GIVEN TASK:
Repeat all of the entries below word for word, leaving out the pictures.

[Dataset entries on where objects appear]
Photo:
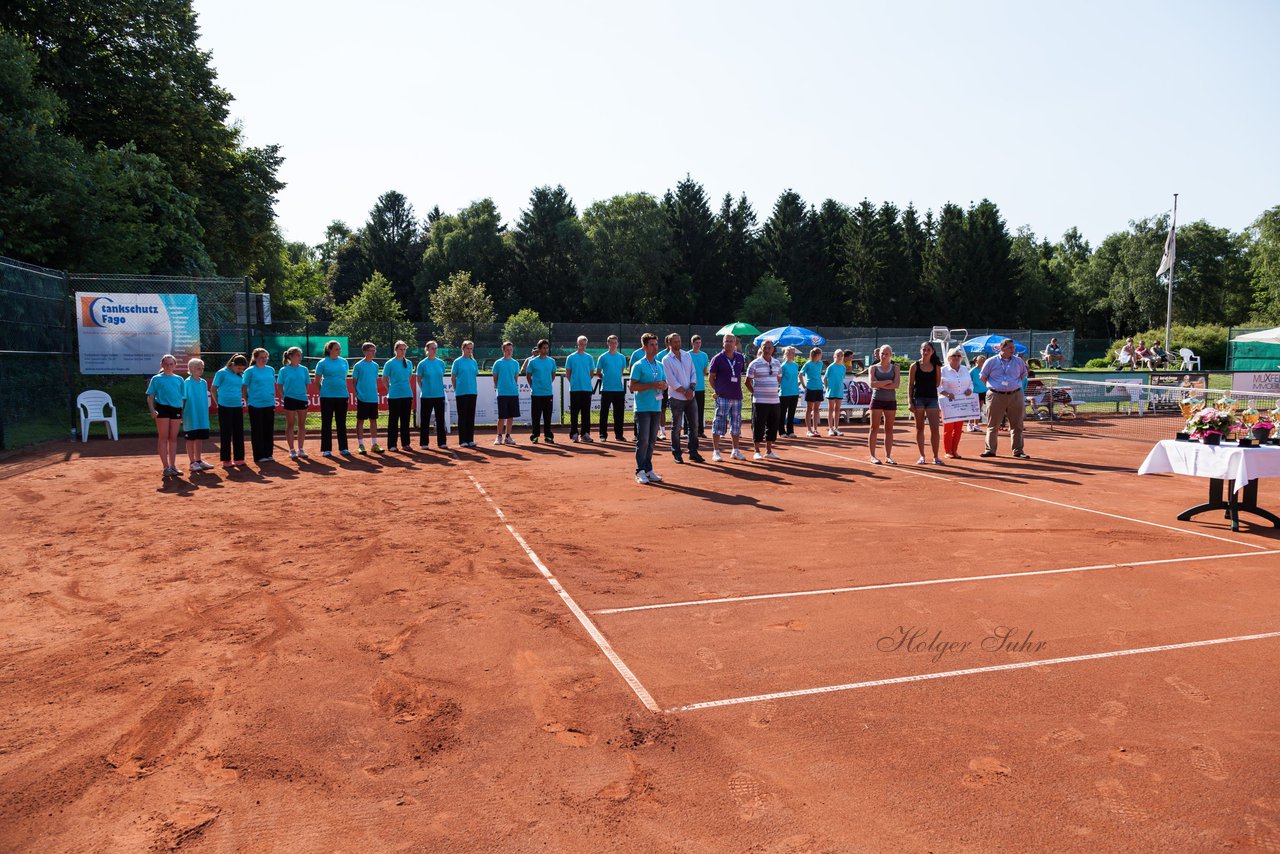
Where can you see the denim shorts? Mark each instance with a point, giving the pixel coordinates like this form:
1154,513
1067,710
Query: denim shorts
728,414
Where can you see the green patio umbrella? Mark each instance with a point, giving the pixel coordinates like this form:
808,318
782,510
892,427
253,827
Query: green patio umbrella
740,329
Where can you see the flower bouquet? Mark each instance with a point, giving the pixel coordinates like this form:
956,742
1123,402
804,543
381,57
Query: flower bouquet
1211,424
1262,427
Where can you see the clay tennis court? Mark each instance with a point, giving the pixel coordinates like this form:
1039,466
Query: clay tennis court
522,649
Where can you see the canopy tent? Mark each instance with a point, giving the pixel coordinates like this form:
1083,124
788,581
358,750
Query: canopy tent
791,337
990,345
1256,351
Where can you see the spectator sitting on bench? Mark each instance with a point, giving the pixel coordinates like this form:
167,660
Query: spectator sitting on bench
1052,355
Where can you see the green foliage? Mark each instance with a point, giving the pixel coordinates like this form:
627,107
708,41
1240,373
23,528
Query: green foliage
768,305
374,314
1206,341
524,329
460,306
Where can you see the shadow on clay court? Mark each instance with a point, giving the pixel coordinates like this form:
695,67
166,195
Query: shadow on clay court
717,497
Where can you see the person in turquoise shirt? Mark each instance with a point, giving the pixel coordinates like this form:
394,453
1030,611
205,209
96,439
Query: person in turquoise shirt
430,383
229,387
293,380
789,391
540,371
334,398
813,391
700,361
464,371
579,368
365,378
835,379
400,397
648,383
164,400
504,373
260,391
195,414
613,391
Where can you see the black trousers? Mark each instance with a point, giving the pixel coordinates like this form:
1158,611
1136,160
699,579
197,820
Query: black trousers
540,410
231,433
466,418
764,421
261,429
789,414
428,407
398,410
333,409
579,410
612,401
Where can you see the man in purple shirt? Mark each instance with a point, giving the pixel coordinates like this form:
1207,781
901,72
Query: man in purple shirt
726,374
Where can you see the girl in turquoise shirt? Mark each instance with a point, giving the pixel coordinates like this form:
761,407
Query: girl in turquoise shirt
293,379
334,397
835,380
164,400
195,414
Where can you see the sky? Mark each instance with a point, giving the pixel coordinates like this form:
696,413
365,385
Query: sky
1088,114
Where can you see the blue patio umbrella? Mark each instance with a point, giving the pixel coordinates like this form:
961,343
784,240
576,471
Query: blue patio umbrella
791,337
990,345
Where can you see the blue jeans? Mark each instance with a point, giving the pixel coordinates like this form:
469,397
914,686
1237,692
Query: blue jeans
647,435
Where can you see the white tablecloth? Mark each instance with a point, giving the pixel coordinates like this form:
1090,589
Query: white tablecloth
1223,461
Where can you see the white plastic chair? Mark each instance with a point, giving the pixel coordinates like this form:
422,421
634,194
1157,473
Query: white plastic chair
92,409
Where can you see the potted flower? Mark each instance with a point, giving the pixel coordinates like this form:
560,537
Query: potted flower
1211,424
1262,428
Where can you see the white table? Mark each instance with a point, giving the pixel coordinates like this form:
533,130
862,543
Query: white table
1220,464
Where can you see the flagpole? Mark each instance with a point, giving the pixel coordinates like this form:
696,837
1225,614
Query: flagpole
1173,256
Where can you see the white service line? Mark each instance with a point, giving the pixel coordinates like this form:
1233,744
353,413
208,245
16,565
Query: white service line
899,680
618,665
1043,501
927,581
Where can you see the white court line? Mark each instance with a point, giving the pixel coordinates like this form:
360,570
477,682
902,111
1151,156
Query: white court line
899,680
927,581
618,665
1043,501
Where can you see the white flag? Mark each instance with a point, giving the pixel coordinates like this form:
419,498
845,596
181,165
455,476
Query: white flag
1166,263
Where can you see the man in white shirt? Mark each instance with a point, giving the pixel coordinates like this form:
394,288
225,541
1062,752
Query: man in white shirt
681,380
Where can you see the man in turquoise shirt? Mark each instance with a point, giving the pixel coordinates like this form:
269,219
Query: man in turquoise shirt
504,373
365,375
648,383
540,370
613,393
579,368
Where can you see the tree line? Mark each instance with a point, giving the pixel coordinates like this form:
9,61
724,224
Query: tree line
117,156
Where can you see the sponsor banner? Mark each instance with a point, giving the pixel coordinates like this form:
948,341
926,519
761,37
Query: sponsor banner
965,407
128,333
1257,383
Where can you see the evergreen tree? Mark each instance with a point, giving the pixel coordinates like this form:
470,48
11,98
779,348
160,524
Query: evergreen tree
393,245
698,245
743,263
549,247
790,250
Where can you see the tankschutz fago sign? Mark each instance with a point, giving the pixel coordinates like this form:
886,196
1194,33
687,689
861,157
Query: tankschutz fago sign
127,333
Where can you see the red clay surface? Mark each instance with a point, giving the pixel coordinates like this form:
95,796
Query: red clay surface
359,654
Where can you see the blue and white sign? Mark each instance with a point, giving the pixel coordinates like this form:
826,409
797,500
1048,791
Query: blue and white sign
127,333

TASK RESPONSE:
Photo:
Where can you see the denim shorts? Mark each instance with a point, giving the pixel coordinates like this form:
1154,513
1067,710
Query: denim shorts
728,414
Where can you see the green patio umbrella? Mark each instance with a point, giving the pixel coordinates like this form:
808,318
782,510
892,427
253,827
Query: green patio umbrella
740,329
Where can you see the flower bouquet? Mark each instance with a point, giving the pixel coordinates like this form:
956,742
1123,402
804,543
381,57
Query: flower bouquet
1211,424
1262,427
Where can you see the clay tennis court? Mark each instance with a point, giving the pixel coordinates like this form:
1039,466
Query: clay tennis court
522,649
Where can you see the canopy tent? Mark each instance with a point, giving the pixel coordinates like this form:
1083,124
788,581
358,750
Query: canopy tent
791,337
990,345
1256,351
Where can you see the spectator sitting on bench? Mark each instance with a point, giving the pixel coordinates like this form:
167,660
Query: spectator sitting on bench
1052,355
Where can you see the green foliage? Mark each instance with a point, giving the pixel coordinates like this form:
627,107
708,41
1240,373
23,528
Query: green foliage
768,305
374,314
1206,341
524,329
460,306
Where can you see the shadow on clay court? Mark each instance with a point, giving the pixel coordinates like this form:
695,67
166,195
Query: shadow on clay court
717,497
Where can you see the person in turquoise shirt? Mark each instance with a point, giving the pixel coordinates like this form:
394,453
1030,611
205,209
96,439
Query: person in turquoise shirt
430,383
229,387
293,380
789,391
540,371
334,398
813,391
700,361
464,371
579,368
365,378
835,379
400,397
648,383
164,400
504,373
260,391
195,414
613,391
Where can you see the black trousers? Mark each instance with a point, giving the pixel coordinates like this form:
1158,611
1136,160
699,579
197,820
Query: black trousers
540,410
231,433
466,418
764,421
261,429
789,414
428,407
398,410
333,409
579,410
612,401
Where can you see the man in purple shirt? Mark each instance with a point, giving the pixel coordinates like this form:
1207,781
901,72
Query: man in purple shirt
726,374
Where can you see the girl in turquoise shirt? Mark each instance with a point, giving the pixel coordinates like this form:
761,407
Query: girl in turquoise shirt
293,379
334,397
835,380
164,400
195,414
Where can you see the sky? Mark each instance with a point, giving the pixel coordinates like this form:
696,413
365,385
Query: sky
1088,114
Where can you see the blue patio umbrella? Mark each instance with a point, giving the pixel coordinates like this form:
961,343
784,240
576,471
Query: blue patio umbrella
791,337
990,345
Where can you see the blue jeans? Mark each instance with a point, giving the pixel coordinates like this form:
469,397
914,686
1237,692
Query: blue jeans
647,435
Where can you see the white tablecloth? Mark each instance with a point, giving the pixel coordinates like this form:
1090,589
Query: white tablecloth
1223,461
Where can you see the white plastic chair? Mark each instance with a point, giving the pixel coordinates like this form:
422,421
634,194
1157,473
Query: white plastic chair
92,409
Where can you see the potted flower? Mark each instance with a point, giving the pixel coordinates like this form:
560,537
Query: potted flower
1211,424
1262,428
Where can you see the white table? Mark each instance with a point, giving the pixel coordinates like this form:
533,130
862,543
Query: white table
1220,464
Where can you see the flagpole? Mark each instance with a point, giving the pixel coordinates like this form:
696,837
1225,614
Query: flagpole
1173,256
Where can you see the white service line? Mark each instance with a point, giving the pixel coordinates like this form:
1233,744
353,413
208,245
16,565
Query: white service line
899,680
618,665
1043,501
927,581
Where can you see the white court line? Mark each instance with a point, giving the pixel coordinates like this form:
360,570
477,682
902,111
1151,156
Query: white court line
899,680
927,581
618,665
1043,501
Where can you see the white flag? Mark each instance with a point, giving the pixel coordinates like this form:
419,498
845,596
181,165
455,476
Query: white flag
1166,263
Where can you see the man in white shirt? Mark each instance with a point, giving the pixel coordinates like this form:
394,288
225,541
1062,752
Query: man in white shirt
681,380
Where can you see the man in turquoise shirt? Mark each instance with a point, giving the pixel coordinates like this form:
269,219
Query: man in turquoise shirt
504,373
365,375
648,383
540,370
613,393
579,368
Where can you see the tree line? Mark each instance with a point, giving the pixel coordinates like this form:
9,61
724,224
Query: tree line
117,156
Where can you see the sponsor banner? Mark each instance with a point, giving the pixel coordinates like this form:
948,341
926,519
761,37
Query: sponsor banner
965,407
128,333
1257,383
Where can you see the evergreen tree? Mark each instance with a point, giving the pixel coordinates like this form:
470,48
11,98
779,348
160,524
Query: evergreen tree
393,245
698,245
743,263
549,247
790,250
Where can you see the tankschutz fago sign? Mark each instance with a point, giving the pixel coordinates like this form:
886,196
1194,33
687,689
861,157
Query: tankschutz fago sign
127,333
Where can you see the red clay surface? Mark each instance with a point, giving the pixel coordinates like this form:
95,796
Query: red clay surface
359,654
Where can you see the blue and white sign? Mark each instance with a point, giving the pixel coordinates like this form:
826,409
797,500
1048,791
Query: blue and white sign
127,333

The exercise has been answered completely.